◆ DATA EXCERPTS:
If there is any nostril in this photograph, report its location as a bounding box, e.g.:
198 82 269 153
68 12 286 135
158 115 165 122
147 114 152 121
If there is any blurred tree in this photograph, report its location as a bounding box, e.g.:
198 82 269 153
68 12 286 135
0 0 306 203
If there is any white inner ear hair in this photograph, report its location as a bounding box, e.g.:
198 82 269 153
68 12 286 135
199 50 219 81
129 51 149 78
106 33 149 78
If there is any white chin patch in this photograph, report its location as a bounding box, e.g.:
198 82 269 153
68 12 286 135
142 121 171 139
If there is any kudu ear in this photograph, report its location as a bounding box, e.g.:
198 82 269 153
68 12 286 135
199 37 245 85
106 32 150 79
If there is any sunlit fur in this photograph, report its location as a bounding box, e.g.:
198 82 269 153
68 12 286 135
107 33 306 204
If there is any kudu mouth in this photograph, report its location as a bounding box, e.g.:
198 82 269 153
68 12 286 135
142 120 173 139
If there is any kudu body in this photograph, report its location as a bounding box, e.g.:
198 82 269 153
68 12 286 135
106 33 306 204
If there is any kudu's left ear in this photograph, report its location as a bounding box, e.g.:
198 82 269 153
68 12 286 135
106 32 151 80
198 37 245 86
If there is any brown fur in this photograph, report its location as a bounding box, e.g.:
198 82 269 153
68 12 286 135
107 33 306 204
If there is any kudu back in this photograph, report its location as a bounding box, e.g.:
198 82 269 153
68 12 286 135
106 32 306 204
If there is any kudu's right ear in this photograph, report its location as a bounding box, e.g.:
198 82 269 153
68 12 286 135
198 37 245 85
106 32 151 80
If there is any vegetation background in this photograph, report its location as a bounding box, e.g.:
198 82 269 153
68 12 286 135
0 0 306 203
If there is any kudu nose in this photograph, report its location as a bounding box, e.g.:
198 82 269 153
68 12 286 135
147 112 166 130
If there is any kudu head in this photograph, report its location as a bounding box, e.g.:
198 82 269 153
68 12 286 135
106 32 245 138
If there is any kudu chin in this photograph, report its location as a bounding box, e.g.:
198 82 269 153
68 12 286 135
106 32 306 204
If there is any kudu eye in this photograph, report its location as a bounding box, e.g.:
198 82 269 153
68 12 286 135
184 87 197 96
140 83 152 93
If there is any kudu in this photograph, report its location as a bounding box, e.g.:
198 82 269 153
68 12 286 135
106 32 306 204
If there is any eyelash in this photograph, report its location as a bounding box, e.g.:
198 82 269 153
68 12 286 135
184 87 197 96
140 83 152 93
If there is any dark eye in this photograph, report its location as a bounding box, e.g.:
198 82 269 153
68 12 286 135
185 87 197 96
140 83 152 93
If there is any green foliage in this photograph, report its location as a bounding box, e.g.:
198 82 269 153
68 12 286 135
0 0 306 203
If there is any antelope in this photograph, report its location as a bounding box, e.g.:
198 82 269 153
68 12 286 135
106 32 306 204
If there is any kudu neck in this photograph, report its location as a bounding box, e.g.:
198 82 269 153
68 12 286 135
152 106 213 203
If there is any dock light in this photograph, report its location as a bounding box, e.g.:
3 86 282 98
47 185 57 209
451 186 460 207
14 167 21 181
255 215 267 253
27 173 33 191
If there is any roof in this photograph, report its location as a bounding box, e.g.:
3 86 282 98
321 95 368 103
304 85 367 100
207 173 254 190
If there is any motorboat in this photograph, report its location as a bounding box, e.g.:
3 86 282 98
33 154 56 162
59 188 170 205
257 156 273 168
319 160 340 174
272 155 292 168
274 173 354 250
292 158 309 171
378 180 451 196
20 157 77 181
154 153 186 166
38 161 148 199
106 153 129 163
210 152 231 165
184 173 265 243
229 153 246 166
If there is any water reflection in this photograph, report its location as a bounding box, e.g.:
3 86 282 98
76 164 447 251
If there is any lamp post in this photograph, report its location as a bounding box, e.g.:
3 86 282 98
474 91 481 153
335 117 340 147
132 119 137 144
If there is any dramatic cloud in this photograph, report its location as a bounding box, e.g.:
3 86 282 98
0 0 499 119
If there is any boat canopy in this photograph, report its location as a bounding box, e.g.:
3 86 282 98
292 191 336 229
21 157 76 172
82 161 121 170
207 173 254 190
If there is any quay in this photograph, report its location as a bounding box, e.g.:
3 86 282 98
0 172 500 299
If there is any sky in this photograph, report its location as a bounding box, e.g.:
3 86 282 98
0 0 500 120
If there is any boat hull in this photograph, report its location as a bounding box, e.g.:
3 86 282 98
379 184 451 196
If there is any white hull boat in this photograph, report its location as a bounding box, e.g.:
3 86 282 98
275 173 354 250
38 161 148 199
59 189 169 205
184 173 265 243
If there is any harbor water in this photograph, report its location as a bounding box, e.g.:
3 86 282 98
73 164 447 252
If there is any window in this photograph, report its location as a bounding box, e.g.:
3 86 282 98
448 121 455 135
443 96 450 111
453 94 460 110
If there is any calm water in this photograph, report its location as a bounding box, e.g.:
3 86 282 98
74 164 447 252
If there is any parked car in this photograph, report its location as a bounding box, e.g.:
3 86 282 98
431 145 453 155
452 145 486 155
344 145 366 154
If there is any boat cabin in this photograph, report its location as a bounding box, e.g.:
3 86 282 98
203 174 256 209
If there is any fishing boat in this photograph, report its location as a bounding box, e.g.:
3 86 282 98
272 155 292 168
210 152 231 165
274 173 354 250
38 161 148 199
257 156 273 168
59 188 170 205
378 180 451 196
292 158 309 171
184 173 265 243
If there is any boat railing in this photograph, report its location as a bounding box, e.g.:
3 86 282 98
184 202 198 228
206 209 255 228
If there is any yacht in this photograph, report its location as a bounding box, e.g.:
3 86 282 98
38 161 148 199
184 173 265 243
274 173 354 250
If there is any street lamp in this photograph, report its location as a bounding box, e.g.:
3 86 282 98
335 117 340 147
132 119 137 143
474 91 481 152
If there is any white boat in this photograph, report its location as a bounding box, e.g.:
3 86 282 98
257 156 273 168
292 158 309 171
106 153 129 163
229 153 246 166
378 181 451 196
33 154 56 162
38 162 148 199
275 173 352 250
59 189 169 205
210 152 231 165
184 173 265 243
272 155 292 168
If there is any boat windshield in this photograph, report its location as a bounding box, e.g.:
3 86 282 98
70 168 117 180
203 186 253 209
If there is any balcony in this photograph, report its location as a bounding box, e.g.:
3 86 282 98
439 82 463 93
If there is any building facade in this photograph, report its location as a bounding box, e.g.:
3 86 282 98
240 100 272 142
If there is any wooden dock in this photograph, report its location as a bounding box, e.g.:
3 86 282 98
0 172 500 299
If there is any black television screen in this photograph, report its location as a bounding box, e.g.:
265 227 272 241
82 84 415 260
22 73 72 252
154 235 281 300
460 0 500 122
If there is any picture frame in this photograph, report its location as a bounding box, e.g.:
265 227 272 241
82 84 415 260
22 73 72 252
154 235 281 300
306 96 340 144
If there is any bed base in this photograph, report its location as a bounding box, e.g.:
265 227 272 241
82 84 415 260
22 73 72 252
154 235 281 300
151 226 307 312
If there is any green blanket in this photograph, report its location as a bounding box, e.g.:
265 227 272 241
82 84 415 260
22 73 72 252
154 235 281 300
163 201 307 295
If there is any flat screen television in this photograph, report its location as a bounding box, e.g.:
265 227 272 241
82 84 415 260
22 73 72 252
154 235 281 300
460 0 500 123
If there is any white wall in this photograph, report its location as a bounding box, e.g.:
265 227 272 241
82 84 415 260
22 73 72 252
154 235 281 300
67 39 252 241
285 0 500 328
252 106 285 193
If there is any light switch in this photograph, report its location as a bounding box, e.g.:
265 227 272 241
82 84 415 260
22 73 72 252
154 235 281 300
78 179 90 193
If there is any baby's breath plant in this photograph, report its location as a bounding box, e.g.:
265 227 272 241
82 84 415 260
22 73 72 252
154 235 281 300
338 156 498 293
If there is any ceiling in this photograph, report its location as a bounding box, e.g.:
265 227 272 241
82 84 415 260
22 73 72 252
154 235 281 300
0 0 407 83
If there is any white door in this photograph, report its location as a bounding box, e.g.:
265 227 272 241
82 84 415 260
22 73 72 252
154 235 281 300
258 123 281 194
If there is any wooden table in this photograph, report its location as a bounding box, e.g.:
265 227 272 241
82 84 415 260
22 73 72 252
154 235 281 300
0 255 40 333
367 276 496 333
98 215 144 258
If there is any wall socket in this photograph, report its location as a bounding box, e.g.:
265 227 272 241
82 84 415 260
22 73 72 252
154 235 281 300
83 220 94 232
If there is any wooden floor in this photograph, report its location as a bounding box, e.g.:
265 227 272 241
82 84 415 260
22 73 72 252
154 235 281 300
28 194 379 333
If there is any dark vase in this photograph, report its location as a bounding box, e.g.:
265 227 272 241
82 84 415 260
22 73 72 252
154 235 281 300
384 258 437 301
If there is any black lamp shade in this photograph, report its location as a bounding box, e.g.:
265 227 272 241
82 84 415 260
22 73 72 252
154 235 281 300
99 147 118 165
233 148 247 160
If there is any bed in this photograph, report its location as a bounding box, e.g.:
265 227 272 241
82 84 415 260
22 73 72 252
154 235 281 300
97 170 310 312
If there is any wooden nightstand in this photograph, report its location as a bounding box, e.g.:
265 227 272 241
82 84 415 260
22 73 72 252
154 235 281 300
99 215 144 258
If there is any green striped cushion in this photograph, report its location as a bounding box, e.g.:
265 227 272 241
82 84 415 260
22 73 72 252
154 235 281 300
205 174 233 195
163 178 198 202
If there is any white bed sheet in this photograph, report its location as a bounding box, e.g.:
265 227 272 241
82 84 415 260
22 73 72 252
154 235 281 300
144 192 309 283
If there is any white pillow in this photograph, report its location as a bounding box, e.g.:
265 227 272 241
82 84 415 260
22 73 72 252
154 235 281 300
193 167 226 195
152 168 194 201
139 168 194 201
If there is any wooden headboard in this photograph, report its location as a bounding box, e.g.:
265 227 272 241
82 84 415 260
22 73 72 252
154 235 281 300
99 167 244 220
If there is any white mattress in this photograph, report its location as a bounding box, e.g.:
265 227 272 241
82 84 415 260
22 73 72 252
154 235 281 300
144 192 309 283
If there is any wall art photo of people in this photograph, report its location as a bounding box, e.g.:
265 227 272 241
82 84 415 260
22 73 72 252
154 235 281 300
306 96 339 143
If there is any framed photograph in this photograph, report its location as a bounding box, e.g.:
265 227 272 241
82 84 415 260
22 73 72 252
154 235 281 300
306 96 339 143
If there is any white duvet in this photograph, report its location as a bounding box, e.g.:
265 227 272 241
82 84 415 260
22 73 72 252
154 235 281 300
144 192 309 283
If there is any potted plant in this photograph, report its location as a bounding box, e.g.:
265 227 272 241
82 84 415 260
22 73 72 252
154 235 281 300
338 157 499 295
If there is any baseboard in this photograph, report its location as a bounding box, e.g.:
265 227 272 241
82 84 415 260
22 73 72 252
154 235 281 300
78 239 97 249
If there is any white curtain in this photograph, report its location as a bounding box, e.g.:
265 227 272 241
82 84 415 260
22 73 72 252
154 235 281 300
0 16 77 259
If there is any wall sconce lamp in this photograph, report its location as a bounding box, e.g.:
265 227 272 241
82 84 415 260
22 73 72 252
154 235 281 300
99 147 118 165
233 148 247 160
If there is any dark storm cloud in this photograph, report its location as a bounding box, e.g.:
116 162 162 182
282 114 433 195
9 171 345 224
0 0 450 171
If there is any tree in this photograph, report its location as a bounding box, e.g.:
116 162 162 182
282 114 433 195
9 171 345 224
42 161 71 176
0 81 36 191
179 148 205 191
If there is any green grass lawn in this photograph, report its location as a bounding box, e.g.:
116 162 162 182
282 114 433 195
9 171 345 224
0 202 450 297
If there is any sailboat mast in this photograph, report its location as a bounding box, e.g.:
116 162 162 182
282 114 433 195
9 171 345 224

◆ JOB:
Transfer the lines of the data above, from the line with "If there is any parked" up to and including the line with "203 174 256 209", keeping the requests and their sample boxes as they are. Add 75 to every coordinate in the answer boxes.

◆ THE RESULT:
If there is any parked car in this photograph, report its location as a bounding box, e.g.:
3 86 282 98
506 220 528 230
527 220 561 230
419 220 441 229
If there is any boat cabin in this photograph, report its location as a bounding box, e.g.:
3 86 282 98
278 249 331 284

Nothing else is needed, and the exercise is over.